Data records:

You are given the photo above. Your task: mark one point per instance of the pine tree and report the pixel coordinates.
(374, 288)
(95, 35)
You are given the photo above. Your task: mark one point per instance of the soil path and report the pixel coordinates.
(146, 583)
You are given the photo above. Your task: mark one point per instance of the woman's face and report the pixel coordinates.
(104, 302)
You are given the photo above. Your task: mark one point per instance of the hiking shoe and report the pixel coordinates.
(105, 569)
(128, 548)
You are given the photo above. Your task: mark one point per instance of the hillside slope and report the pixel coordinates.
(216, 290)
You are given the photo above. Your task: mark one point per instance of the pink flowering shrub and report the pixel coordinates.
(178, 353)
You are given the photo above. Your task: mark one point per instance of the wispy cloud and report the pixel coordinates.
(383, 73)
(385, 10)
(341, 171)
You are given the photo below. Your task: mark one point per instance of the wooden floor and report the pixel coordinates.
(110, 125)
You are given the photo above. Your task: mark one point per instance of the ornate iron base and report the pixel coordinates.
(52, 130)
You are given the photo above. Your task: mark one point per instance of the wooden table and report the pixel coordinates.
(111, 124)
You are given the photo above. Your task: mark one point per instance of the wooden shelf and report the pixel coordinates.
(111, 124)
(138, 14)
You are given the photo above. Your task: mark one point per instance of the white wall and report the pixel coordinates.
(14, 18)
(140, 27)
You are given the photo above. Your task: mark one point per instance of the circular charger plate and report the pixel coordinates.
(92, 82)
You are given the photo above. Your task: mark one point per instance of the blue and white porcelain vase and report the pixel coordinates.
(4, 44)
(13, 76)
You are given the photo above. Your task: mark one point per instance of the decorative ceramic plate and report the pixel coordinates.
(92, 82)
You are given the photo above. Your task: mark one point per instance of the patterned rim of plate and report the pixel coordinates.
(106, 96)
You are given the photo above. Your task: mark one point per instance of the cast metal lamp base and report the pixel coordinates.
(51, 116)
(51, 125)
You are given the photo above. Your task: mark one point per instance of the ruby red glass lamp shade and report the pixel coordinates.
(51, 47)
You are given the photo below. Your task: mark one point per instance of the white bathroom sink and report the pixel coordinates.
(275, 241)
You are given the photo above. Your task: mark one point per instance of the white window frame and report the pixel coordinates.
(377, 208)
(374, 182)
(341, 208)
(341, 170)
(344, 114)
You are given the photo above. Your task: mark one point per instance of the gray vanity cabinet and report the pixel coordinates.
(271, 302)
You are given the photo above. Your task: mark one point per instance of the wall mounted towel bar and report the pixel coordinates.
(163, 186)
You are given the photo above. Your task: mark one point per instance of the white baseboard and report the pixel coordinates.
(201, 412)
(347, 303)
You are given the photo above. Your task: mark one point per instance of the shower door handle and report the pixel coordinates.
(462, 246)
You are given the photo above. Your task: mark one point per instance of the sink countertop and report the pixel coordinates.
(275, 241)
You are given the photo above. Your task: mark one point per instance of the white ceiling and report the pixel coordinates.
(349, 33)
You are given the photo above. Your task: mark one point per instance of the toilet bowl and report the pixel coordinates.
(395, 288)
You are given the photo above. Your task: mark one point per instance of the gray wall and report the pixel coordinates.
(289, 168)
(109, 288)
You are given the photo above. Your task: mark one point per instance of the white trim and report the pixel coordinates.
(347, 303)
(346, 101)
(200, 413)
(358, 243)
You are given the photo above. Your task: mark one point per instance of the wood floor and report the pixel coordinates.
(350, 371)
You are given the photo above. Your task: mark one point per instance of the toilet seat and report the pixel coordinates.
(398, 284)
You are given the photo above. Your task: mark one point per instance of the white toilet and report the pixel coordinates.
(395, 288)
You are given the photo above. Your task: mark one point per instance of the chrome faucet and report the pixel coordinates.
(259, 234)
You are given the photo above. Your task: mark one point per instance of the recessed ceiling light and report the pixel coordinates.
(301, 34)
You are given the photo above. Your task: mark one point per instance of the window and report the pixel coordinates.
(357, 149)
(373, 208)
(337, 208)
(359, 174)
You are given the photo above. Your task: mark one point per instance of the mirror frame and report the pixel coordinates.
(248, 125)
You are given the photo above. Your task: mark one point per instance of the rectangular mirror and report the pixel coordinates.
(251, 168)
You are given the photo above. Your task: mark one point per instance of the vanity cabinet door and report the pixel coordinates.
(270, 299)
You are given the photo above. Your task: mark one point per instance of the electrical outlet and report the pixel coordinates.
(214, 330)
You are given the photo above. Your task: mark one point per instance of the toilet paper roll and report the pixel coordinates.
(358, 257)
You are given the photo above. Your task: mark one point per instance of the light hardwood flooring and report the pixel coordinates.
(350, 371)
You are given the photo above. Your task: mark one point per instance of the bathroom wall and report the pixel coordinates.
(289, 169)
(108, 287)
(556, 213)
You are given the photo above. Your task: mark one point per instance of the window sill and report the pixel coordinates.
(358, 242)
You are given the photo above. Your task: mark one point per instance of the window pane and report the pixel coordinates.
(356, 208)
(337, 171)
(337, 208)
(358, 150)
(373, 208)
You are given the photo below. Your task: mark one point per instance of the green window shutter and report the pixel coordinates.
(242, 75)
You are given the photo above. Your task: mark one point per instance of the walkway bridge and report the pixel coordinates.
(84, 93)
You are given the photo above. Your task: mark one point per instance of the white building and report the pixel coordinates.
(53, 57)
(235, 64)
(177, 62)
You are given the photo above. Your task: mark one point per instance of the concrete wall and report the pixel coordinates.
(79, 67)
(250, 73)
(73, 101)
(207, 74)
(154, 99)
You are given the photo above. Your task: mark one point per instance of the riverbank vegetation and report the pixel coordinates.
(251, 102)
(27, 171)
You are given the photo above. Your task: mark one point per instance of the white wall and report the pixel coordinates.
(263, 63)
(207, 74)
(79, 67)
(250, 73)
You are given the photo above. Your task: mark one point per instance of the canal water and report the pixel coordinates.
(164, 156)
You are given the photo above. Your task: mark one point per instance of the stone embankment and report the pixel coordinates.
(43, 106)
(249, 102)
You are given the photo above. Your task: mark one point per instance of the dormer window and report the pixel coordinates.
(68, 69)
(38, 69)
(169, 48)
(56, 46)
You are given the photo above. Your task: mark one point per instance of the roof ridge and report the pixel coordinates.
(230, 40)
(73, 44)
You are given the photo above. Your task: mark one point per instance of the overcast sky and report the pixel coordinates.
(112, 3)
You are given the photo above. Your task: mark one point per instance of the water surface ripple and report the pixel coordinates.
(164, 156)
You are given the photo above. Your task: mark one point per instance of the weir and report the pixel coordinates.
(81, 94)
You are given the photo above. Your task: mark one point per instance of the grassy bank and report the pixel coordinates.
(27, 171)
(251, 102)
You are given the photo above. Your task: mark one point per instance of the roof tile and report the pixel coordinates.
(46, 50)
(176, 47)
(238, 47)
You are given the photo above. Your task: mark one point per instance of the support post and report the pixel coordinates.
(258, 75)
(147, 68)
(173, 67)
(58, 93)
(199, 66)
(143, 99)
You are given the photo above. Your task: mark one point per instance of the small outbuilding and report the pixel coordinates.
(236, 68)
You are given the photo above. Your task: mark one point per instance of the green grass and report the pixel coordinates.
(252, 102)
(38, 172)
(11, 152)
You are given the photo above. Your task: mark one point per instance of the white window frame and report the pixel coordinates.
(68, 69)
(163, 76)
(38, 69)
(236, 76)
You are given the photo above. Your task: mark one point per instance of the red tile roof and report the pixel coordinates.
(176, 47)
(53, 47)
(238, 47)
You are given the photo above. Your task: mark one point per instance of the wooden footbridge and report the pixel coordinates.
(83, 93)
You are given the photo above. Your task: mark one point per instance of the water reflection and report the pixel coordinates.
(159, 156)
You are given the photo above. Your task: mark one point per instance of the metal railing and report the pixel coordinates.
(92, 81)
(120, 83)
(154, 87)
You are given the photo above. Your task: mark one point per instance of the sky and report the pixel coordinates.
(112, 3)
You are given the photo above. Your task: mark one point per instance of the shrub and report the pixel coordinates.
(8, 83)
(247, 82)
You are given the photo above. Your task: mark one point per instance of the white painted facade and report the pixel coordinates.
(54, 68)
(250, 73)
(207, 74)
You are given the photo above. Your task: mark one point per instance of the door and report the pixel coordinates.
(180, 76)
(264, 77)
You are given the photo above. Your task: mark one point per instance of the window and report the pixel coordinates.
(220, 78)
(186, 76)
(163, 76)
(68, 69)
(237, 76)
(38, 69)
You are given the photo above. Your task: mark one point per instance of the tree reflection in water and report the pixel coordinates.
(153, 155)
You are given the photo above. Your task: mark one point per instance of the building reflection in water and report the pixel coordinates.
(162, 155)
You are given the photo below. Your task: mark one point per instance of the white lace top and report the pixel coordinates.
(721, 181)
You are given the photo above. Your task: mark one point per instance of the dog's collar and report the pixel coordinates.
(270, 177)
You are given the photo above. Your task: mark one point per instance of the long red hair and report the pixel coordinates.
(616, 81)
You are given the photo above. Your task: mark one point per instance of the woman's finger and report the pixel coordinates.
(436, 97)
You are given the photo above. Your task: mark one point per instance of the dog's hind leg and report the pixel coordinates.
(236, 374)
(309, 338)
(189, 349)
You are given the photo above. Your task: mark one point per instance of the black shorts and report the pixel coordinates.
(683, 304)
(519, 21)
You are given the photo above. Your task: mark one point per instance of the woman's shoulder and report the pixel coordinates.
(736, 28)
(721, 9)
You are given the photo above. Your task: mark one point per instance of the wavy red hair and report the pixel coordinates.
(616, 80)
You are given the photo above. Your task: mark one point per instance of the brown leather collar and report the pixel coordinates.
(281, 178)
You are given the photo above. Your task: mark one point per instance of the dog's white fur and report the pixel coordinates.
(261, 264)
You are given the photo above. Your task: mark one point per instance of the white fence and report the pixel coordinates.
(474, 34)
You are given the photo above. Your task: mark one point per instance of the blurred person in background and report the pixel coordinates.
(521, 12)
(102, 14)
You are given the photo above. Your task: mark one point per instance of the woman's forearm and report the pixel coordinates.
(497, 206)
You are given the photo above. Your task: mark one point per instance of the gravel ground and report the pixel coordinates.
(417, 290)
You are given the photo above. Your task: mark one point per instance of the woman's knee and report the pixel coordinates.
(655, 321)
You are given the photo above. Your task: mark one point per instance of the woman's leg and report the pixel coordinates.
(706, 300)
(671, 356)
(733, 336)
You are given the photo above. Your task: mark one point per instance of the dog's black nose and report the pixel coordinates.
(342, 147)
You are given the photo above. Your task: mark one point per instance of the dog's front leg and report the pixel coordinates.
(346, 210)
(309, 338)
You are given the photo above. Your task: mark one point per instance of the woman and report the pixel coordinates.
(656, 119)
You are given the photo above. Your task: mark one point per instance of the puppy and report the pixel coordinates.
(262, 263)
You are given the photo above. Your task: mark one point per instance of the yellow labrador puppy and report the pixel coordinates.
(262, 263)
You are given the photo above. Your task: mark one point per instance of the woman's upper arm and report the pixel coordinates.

REQUIRED ACTION: Transcribe only the trailing portion of the entries above: the line that contains "labrador puppy and report the pixel coordinates." and each line after it.

SOLUTION:
You are given the photo above. Your task: mark one point per instance of the yellow labrador puppy and report the pixel coordinates.
(262, 263)
You are given the photo above. Your task: mark one point per instance of the woman's upper arm and report the pixel coordinates.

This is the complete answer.